- [Aufgaben]
**A)** Beantworte zum Text über Antonias Jahr in Shanghai diese Fragen:
(i) Welches Fach studiert Antonia Schuhmann, und in welchem Semester?
(ii) Wie viel kostete das Jahr in China?
(iii) Um wie viel Uhr begann jeden Morgen die Schule?
**B)** Schreib den Abschnitt aus dem Text über Antonias Jahr in Shanghai zwischen „Denn ein Jahr“ und „Gastfamilie nach Shanghai.“ einschließlich ab, tausche dabei „Austauschorganisation“ gegen „Agentur“.

- [Lesetext]
________________

Von Anja Nehls | 08.03.2018
    Chinesische Schüler in einem Klassenraum in Shangahai
    Der Schulalltag in Shanghai ist anders als in Deutschland - es werden zum Beispiel viel mehr Tests geschrieben (dpa / Qnb)
    Antonia Schuhmann sitzt in der Bibliothek der Freien Universität Berlin und lernt. Sie studiert Betriebswirtschaftslehre im ersten Semester und macht sich um ihre Zukunft gar keine Sorgen:
    "Erstens chinesisch, dann: Nach der Uni könnte ich mir vorstellen, wieder in China zu leben und dort zu arbeiten."
    Denn ein Jahr hat sie nach der zehnten Klasse bereits in China verbracht. Seitdem spricht sie fließend chinesisch. Ab der achten Klasse hatte sie an ihrem Berliner Gymnasium Chinesisch als Wahlpflichtfach belegt:
    "Das hat mir auch Spaß gemacht, am Anfang war ich nicht so gut, das ging dann irgendwann. Ich hatte schon seit dem Gymnasium beschlossen, ein Auslandsjahr zu machen, und China hat mir einfach am besten gepasst, es waren auch gute Angebote zu China."
    Liebevolle Gastfamilie
    11.000 Euro kostete das Jahr in China inklusive eines Vorbereitungssprachkurses, organisiert über eine Austauschorganisation. Mit knapp 15 Jahren kam Antonia dann zu ihrer Gastfamilie nach Shanghai.
    "Ich wurde dort direkt wie ein Kind von der Gastmutter aufgenommen und sie war so super, also ich habe sie von Anfang an geliebt. Also die Mutter konnte kein Englisch und der Gastvater auch nicht, dann musste ich am Anfang eben über meine Gastschwester reden, auf Englisch, aber das hat auch gut geklappt und irgendwann konnte ich es dann auch und am Ende jetzt habe ich nur noch mit denen chinesisch geredet, also da musste auch wirklich kein Englisch mehr herangezogen werden."
    Anstrengender Schulalltag
    Antonia hatte ein eigenes Zimmer in der Wohnung der Gastfamilie - in einem Hochhaus genau gegenüber der Schule. Dort war es nicht ganz so einfach. Denn den ganzen Tag verbringen chinesische Kinder in der Schule:
    "Allein die Schule war anstrengend. Jeden Morgen um 7.15 Uhr fing die Schule an. Wenn man nach Sieben in den Klassenraum kam, wurde man schon komisch angeguckt, also es ist eine ganz andere Mentalität dort. Dann werden morgens erst mal Tests geschrieben oder und dann geht man raus, wir sind immer alle auf den Hof gejoggt, haben die chinesische Nationalhymne gesungen und jeden Montag wurde noch ein Vortrag gehalten, dann begann erst der richtige Unterricht. Dann war ich jeden Tag bis 17 Uhr in der Schule."

________________

- [Datensätze]
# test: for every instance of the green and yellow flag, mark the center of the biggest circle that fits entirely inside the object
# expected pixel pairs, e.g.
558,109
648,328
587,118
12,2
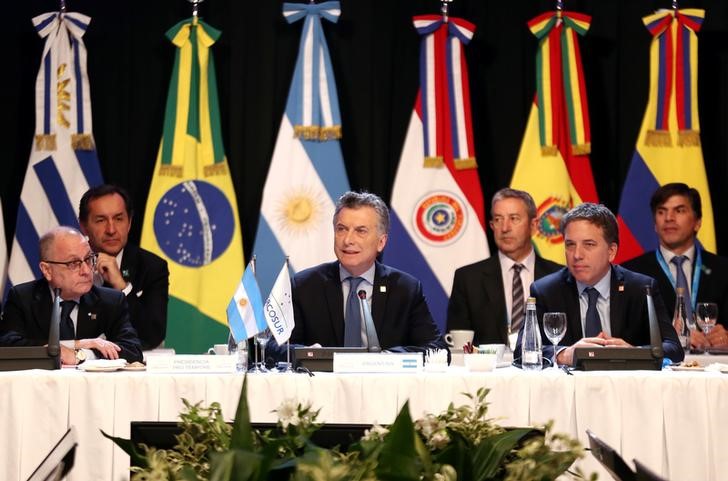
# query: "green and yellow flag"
191,218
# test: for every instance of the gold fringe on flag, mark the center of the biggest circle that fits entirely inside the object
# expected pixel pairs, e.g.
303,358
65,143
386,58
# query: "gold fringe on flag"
434,162
82,142
171,170
688,138
466,163
549,150
581,149
45,142
215,169
658,138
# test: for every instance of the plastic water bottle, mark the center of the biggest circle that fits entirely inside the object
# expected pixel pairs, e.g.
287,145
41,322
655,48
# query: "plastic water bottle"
241,365
531,344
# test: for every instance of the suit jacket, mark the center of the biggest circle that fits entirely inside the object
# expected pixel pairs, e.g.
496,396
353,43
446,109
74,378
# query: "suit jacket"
713,286
147,300
27,314
401,316
627,310
478,299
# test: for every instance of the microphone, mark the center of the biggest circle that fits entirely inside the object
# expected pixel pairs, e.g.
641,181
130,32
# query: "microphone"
54,335
655,336
372,339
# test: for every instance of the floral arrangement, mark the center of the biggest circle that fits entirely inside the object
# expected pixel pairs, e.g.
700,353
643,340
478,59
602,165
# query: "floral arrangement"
461,443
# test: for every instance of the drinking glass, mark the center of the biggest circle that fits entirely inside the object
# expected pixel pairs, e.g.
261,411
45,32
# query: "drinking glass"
707,315
262,340
554,325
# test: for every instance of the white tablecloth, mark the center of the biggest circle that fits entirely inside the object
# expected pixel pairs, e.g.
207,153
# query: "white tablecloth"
674,422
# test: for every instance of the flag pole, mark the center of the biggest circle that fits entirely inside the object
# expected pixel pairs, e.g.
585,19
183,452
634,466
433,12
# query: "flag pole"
289,367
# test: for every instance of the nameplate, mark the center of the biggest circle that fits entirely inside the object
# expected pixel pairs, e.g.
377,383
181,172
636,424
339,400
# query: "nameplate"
377,362
191,363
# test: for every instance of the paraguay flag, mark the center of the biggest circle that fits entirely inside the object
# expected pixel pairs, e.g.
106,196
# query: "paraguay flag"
307,173
191,218
438,217
553,164
668,147
63,162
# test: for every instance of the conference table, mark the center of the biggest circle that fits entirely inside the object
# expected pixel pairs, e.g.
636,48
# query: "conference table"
673,422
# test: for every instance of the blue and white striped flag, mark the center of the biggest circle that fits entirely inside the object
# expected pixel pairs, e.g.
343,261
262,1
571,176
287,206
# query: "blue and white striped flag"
63,162
307,171
245,311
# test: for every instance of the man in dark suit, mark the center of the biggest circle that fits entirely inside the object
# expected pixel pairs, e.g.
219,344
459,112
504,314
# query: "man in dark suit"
94,321
105,215
486,295
402,320
677,211
605,304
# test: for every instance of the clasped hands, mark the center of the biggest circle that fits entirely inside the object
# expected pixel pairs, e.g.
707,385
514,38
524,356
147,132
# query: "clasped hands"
566,355
107,349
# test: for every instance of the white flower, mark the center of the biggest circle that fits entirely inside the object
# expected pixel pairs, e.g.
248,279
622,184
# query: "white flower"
376,433
288,413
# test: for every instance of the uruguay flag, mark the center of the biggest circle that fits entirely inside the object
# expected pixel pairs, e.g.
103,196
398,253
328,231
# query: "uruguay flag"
307,173
668,147
438,217
63,162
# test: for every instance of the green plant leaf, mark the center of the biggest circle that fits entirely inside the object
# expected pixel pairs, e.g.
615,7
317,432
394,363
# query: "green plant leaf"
242,435
237,465
489,454
135,457
398,459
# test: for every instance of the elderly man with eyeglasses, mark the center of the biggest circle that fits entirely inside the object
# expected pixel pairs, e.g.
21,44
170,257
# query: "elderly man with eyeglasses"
94,320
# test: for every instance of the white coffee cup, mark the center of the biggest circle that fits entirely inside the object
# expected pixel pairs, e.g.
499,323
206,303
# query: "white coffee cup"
219,349
497,349
457,338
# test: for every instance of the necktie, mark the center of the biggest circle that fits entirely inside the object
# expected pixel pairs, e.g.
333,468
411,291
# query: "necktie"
682,281
593,323
517,295
67,330
352,319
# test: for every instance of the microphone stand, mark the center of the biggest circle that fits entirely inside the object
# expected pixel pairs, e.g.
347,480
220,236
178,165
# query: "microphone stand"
372,338
54,333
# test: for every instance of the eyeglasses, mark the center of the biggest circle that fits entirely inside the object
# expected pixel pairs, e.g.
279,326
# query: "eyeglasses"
89,260
498,221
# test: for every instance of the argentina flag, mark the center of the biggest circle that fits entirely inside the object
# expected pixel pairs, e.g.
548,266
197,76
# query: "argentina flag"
307,172
63,162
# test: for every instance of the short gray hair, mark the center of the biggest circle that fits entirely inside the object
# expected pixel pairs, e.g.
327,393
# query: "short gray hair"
596,214
47,240
508,193
355,200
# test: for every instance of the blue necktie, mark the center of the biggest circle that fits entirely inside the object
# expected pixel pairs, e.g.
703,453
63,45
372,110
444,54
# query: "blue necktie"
682,281
593,323
66,328
352,319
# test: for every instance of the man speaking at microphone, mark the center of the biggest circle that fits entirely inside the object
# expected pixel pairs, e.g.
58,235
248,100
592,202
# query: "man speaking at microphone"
326,306
94,320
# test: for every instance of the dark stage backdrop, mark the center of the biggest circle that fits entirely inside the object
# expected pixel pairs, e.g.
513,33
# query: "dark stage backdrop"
374,50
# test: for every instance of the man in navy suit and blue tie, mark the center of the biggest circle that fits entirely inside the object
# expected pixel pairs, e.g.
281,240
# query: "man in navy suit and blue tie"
605,304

________________

- [Antworten je Aufgabe]
**A)**
(i) Betriebswirtschaftslehre, im ersten Semester
(ii) 11.000 Euro, einschließlich eines Vorbereitungssprachkurses
(iii) Um 7.15 Uhr

**B)**
Denn ein Jahr hat sie nach der zehnten Klasse bereits in China verbracht. Seitdem spricht sie fließend chinesisch. Ab der achten Klasse hatte sie an ihrem Berliner Gymnasium Chinesisch als Wahlpflichtfach belegt:
    "Das hat mir auch Spaß gemacht, am Anfang war ich nicht so gut, das ging dann irgendwann. Ich hatte schon seit dem Gymnasium beschlossen, ein Auslandsjahr zu machen, und China hat mir einfach am besten gepasst, es waren auch gute Angebote zu China."
    Liebevolle Gastfamilie
    11.000 Euro kostete das Jahr in China inklusive eines Vorbereitungssprachkurses, organisiert über eine Agentur. Mit knapp 15 Jahren kam Antonia dann zu ihrer Gastfamilie nach Shanghai.